• _What you should do_: Find the lines in the records below that contain "trunk", and report each of them.

[Referring expression grounding data]
^^^^^^^^
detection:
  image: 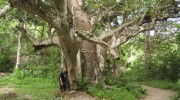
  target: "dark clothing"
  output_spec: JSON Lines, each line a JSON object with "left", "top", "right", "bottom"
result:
{"left": 60, "top": 81, "right": 70, "bottom": 91}
{"left": 60, "top": 71, "right": 69, "bottom": 82}
{"left": 59, "top": 71, "right": 70, "bottom": 91}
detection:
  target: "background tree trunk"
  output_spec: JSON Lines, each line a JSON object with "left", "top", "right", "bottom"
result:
{"left": 96, "top": 45, "right": 107, "bottom": 82}
{"left": 112, "top": 58, "right": 120, "bottom": 78}
{"left": 144, "top": 31, "right": 152, "bottom": 75}
{"left": 15, "top": 32, "right": 21, "bottom": 70}
{"left": 112, "top": 48, "right": 121, "bottom": 78}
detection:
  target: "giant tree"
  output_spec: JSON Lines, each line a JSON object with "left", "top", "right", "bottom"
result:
{"left": 0, "top": 0, "right": 179, "bottom": 89}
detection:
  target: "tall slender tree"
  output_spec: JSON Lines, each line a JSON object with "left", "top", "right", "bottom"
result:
{"left": 144, "top": 31, "right": 152, "bottom": 74}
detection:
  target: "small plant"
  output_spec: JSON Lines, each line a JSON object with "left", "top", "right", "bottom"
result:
{"left": 142, "top": 80, "right": 180, "bottom": 91}
{"left": 85, "top": 84, "right": 142, "bottom": 100}
{"left": 125, "top": 83, "right": 146, "bottom": 97}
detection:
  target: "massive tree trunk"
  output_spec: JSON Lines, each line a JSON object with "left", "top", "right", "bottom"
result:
{"left": 57, "top": 29, "right": 81, "bottom": 89}
{"left": 81, "top": 41, "right": 98, "bottom": 83}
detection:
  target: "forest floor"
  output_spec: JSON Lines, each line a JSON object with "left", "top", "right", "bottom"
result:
{"left": 0, "top": 86, "right": 32, "bottom": 100}
{"left": 0, "top": 74, "right": 176, "bottom": 100}
{"left": 0, "top": 87, "right": 98, "bottom": 100}
{"left": 0, "top": 86, "right": 176, "bottom": 100}
{"left": 141, "top": 85, "right": 176, "bottom": 100}
{"left": 65, "top": 91, "right": 98, "bottom": 100}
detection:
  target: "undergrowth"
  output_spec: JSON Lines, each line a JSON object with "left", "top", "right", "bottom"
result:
{"left": 0, "top": 74, "right": 59, "bottom": 100}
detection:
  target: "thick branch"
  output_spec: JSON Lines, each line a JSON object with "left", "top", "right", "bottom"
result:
{"left": 16, "top": 26, "right": 60, "bottom": 51}
{"left": 0, "top": 4, "right": 12, "bottom": 18}
{"left": 99, "top": 1, "right": 179, "bottom": 41}
{"left": 90, "top": 1, "right": 124, "bottom": 26}
{"left": 99, "top": 19, "right": 137, "bottom": 40}
{"left": 119, "top": 19, "right": 156, "bottom": 46}
{"left": 67, "top": 0, "right": 91, "bottom": 31}
{"left": 9, "top": 0, "right": 50, "bottom": 22}
{"left": 75, "top": 31, "right": 119, "bottom": 59}
{"left": 54, "top": 0, "right": 68, "bottom": 27}
{"left": 9, "top": 0, "right": 62, "bottom": 31}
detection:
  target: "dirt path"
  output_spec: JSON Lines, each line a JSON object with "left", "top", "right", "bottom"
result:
{"left": 0, "top": 87, "right": 32, "bottom": 100}
{"left": 65, "top": 91, "right": 99, "bottom": 100}
{"left": 141, "top": 85, "right": 176, "bottom": 100}
{"left": 0, "top": 87, "right": 14, "bottom": 94}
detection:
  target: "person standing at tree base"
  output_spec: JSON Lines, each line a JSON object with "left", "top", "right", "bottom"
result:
{"left": 59, "top": 67, "right": 70, "bottom": 98}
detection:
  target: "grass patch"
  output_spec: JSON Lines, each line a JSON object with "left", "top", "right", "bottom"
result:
^^^^^^^^
• _Task response_:
  target: "background tree trunk"
  target: "massive tree trunk"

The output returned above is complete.